练习要求:
a – 逐字摘录这篇 Fun Game 题解的全文，不作任何改动。
b – 请把记录中从含有“dark coat in”的那一行开始、一直到记录末尾的各行（首尾两行都算在内）转换成 Markdown 表格，列名为“序号”和“内容”，序号列依次填写行号，“内容”列填写该行原文。空行不要列入，图片也不要放进结果。

文本片段:
UVA1204 Fun Game

Fun Game

 

https://odzkskevi.qnssl.com/8d698323a1e07d605cdeea708ee8a01d?v=1508703139

【题解】

不难发现如果一个串的原串或反转串是另一个串的子串，那么这个串是没有用的

我们把他剔除出去

如果此时只有一个串，暴力枚举解检查即可（网上很多写法是KMP。。不是很明白，没仔细看他们代码

多个串则状压DP

dp[s][i][0/1]表示s串已经选了，最后一个串是i，i是正着/倒着的，最大重叠字母数

刷表法转移即可

如何处理圈？我们强行在第一个串的地方断开，按照第一个串的正着的方向为圈的传递方向即可，

最后的时候枚举最后一个串跟第一个串交一下算答案

#include <iostream>
#include <algorithm>
#include <cstdio>
#include <cstdlib>
#include <cstring>
#include <vector> 
#define min(a, b) ((a) < (b) ? (a) : (b))
#define max(a, b) ((a) > (b) ? (a) : (b))

inline void swap(int &a, int  &b)
{
    long long tmp = a;a = b;b = tmp;
}

inline void read(int& x)
{
    x = 0;char ch = getchar(), c = ch;
    while(ch < '0' || ch > '9')c = ch, ch = getchar();
    while(ch <= '9' && ch >= '0')x = x * 10 + ch - '0', ch = getchar();
}

const int INF = 0x3f3f3f3f;
const int MAXN = 20;
const int MAXNUM = 1000;

int dp[(1 << MAXN) + 10][MAXN + 5][2], die[MAXN][2][MAXN][2], n, ma, sum, len[MAXN], cnt[MAXN], tot, b[MAXN];
char s[MAXN][MAXNUM];

inline void init()

数据条目:
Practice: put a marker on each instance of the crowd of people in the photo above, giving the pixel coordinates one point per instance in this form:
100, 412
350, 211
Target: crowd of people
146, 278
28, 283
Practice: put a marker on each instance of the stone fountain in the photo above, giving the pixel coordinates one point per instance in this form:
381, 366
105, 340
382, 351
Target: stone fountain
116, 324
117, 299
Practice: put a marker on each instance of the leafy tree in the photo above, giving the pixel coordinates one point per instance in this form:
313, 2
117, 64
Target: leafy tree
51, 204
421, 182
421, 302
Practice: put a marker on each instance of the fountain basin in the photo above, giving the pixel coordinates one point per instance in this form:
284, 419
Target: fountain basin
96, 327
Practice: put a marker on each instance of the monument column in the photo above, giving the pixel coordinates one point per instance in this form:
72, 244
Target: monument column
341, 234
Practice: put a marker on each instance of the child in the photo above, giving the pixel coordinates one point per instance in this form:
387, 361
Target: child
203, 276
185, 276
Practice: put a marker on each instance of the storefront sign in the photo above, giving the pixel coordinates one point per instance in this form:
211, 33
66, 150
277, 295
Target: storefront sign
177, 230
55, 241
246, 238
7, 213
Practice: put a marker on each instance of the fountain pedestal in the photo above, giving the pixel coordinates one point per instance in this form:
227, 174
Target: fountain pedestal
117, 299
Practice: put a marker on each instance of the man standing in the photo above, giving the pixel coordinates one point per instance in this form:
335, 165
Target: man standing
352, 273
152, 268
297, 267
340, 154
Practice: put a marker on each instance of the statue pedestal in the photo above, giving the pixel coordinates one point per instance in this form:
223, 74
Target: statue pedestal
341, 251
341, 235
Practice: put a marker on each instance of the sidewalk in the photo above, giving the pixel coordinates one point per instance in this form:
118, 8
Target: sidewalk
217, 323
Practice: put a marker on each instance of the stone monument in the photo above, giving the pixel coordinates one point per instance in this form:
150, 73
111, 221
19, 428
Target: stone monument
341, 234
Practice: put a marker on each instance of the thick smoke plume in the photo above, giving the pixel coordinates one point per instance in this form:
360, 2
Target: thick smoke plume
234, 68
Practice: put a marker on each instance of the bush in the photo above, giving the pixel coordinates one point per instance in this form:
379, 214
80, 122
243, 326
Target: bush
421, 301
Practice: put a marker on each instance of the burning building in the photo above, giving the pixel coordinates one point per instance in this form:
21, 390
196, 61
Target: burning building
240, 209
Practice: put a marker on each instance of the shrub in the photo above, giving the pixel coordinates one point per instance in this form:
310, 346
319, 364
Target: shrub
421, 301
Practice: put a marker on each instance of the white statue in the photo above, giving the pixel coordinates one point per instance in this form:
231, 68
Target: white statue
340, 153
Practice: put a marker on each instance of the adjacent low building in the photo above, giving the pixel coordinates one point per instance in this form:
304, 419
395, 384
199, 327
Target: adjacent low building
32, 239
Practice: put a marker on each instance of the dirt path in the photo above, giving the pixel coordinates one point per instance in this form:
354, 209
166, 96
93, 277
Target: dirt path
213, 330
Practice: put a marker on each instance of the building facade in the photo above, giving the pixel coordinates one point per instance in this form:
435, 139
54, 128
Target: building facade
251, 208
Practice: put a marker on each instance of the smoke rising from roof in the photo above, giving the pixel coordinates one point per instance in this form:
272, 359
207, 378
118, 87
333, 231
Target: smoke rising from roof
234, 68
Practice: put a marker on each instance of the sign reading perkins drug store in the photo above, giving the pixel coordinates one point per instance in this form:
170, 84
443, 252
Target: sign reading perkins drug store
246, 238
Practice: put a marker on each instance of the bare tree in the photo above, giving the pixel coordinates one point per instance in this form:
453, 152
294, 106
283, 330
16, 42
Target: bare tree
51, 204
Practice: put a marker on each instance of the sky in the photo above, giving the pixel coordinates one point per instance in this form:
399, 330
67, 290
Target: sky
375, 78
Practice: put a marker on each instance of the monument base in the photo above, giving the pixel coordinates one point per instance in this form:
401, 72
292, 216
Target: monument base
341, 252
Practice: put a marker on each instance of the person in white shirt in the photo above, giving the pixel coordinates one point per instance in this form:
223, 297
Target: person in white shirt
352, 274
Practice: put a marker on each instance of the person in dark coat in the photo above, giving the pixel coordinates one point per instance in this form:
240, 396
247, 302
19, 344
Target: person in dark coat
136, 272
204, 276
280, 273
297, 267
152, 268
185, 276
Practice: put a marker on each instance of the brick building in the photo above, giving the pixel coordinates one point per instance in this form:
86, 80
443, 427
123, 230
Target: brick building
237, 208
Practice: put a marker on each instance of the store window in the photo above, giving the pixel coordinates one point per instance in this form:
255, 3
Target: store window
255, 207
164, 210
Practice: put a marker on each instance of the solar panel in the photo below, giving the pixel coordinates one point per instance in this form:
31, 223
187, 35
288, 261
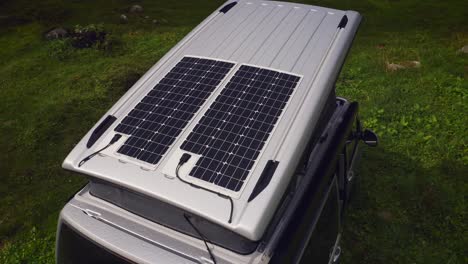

练习结果:
a –
UVA1204 Fun Game

Fun Game

 

https://odzkskevi.qnssl.com/8d698323a1e07d605cdeea708ee8a01d?v=1508703139

【题解】

不难发现如果一个串的原串或反转串是另一个串的子串，那么这个串是没有用的

我们把他剔除出去

如果此时只有一个串，暴力枚举解检查即可（网上很多写法是KMP。。不是很明白，没仔细看他们代码

多个串则状压DP

dp[s][i][0/1]表示s串已经选了，最后一个串是i，i是正着/倒着的，最大重叠字母数

刷表法转移即可

如何处理圈？我们强行在第一个串的地方断开，按照第一个串的正着的方向为圈的传递方向即可，

最后的时候枚举最后一个串跟第一个串交一下算答案

#include <iostream>
#include <algorithm>
#include <cstdio>
#include <cstdlib>
#include <cstring>
#include <vector> 
#define min(a, b) ((a) < (b) ? (a) : (b))
#define max(a, b) ((a) > (b) ? (a) : (b))

inline void swap(int &a, int  &b)
{
    long long tmp = a;a = b;b = tmp;
}

inline void read(int& x)
{
    x = 0;char ch = getchar(), c = ch;
    while(ch < '0' || ch > '9')c = ch, ch = getchar();
    while(ch <= '9' && ch >= '0')x = x * 10 + ch - '0', ch = getchar();
}

const int INF = 0x3f3f3f3f;
const int MAXN = 20;
const int MAXNUM = 1000;

int dp[(1 << MAXN) + 10][MAXN + 5][2], die[MAXN][2][MAXN][2], n, ma, sum, len[MAXN], cnt[MAXN], tot, b[MAXN];
char s[MAXN][MAXNUM];

inline void init()

b –
| 序号 | 内容 |
|---|---|
| 1 | Practice: put a marker on each instance of the person in dark coat in the photo above, giving the pixel coordinates one point per instance in this form: |
| 2 | 240, 396 |
| 3 | 247, 302 |
| 4 | 19, 344 |
| 5 | Target: person in dark coat |
| 6 | 136, 272 |
| 7 | 204, 276 |
| 8 | 280, 273 |
| 9 | 297, 267 |
| 10 | 152, 268 |
| 11 | 185, 276 |
| 12 | Practice: put a marker on each instance of the brick building in the photo above, giving the pixel coordinates one point per instance in this form: |
| 13 | 86, 80 |
| 14 | 443, 427 |
| 15 | 123, 230 |
| 16 | Target: brick building |
| 17 | 237, 208 |
| 18 | Practice: put a marker on each instance of the store window in the photo above, giving the pixel coordinates one point per instance in this form: |
| 19 | 255, 3 |
| 20 | Target: store window |
| 21 | 255, 207 |
| 22 | 164, 210 |
| 23 | Practice: put a marker on each instance of the solar panel in the photo below, giving the pixel coordinates one point per instance in this form: |
| 24 | 31, 223 |
| 25 | 187, 35 |
| 26 | 288, 261 |